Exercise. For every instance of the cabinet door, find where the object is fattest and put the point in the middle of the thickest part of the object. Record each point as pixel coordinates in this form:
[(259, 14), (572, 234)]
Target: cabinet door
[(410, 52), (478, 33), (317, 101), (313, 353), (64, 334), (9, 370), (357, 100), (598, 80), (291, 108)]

☆ ☆ ☆ ☆ ☆

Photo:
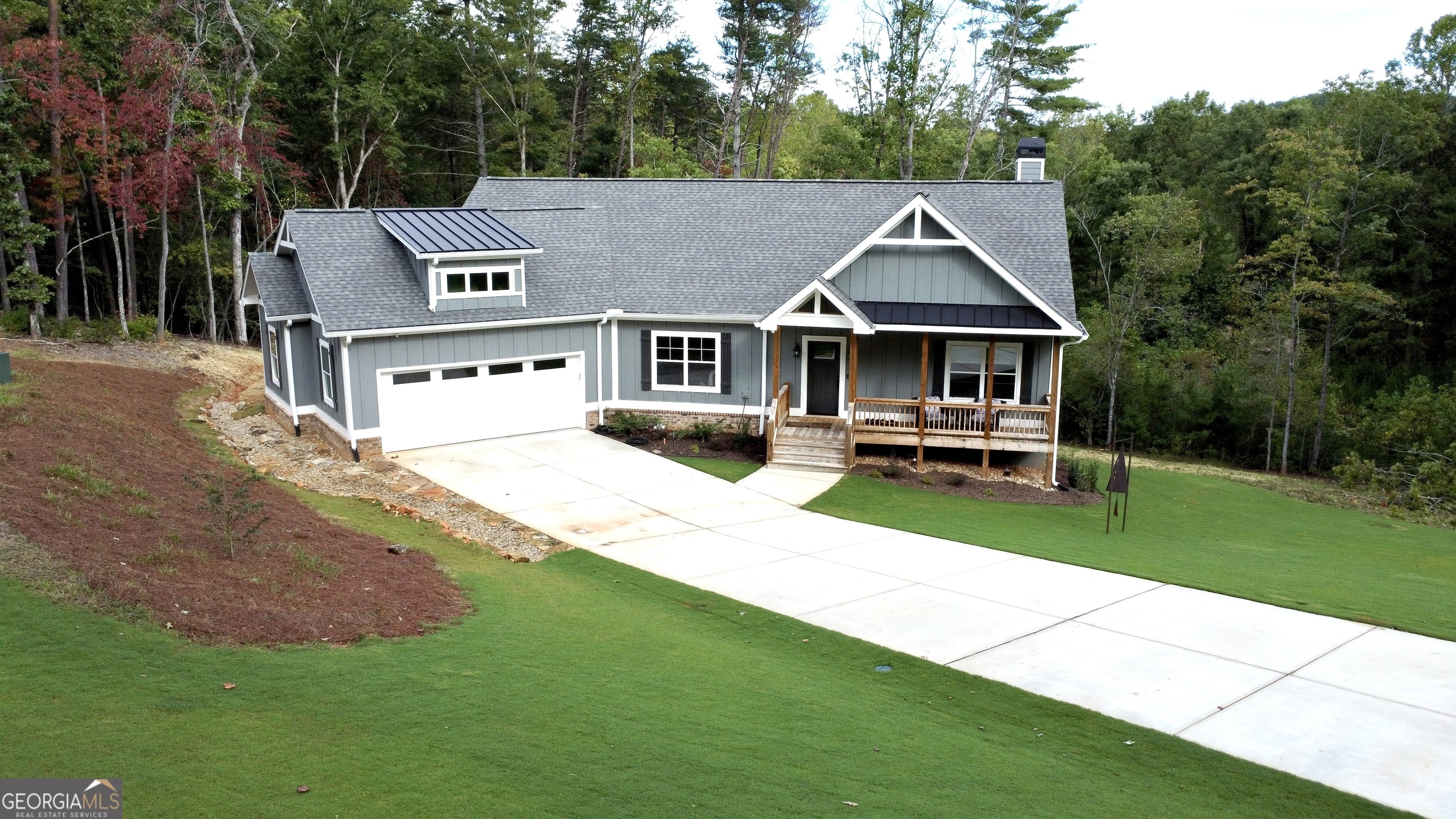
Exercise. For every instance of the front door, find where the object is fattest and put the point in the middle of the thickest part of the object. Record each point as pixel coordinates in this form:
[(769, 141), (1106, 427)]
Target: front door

☆ ☆ ☆ ☆ ☆

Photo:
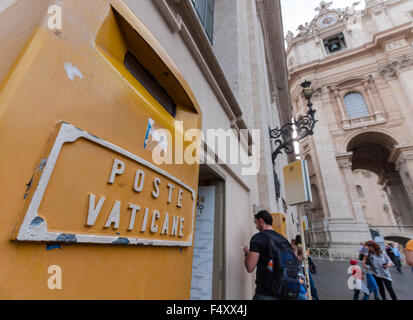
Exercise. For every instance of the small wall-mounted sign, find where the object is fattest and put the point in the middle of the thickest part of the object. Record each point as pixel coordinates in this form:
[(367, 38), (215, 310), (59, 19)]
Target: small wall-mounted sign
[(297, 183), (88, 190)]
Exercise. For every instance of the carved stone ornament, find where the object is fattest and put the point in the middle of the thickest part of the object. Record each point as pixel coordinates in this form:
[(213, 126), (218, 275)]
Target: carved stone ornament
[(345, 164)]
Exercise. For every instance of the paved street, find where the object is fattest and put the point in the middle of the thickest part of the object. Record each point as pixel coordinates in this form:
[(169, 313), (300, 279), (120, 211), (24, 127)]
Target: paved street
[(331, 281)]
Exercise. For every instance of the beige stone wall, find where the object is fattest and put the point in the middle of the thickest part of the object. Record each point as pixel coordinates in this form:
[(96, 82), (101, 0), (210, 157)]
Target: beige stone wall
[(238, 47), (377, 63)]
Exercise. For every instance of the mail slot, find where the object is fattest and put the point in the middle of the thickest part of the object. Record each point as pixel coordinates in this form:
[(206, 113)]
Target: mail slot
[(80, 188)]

☆ ☆ ☆ ☆ ☆

◆ **STATED GOAL**
Can you rewrite only the items from the line containing "Exercise. For every instance of the carved" through the line containing "[(80, 188)]", replacing "fattest" with "widest" and keeping everything else the same?

◆ **RESULT BELOW**
Exercise. For every instance of the carved stone ornament, find where the object is widest and put the point in the middle of the thickest part of the object. Record each point as pixel coordinates in this form:
[(213, 126), (218, 275)]
Target: carved stone ornament
[(345, 164)]
Exercise. For every instance of the paved street, find where the object is widest and put the point in the middle of the thickest part of the object. Record each point as pixel coordinates in this form:
[(169, 313), (300, 279), (120, 211), (24, 127)]
Target: paved street
[(331, 281)]
Exercise. For every instance of the beige stone wall, find where the object is widest and put the point in the middle of the thickest part of the object. Record each point as pixel coordinates in this form:
[(96, 82), (101, 0), (210, 157)]
Target: beige stone wall
[(238, 47), (377, 63)]
Exercise. For every instance of the mail slot, find where the object is widest and put the point in the middle of the thickest part of the object. Record each point as pixel coordinates in this form:
[(206, 113)]
Target: mail slot
[(80, 188)]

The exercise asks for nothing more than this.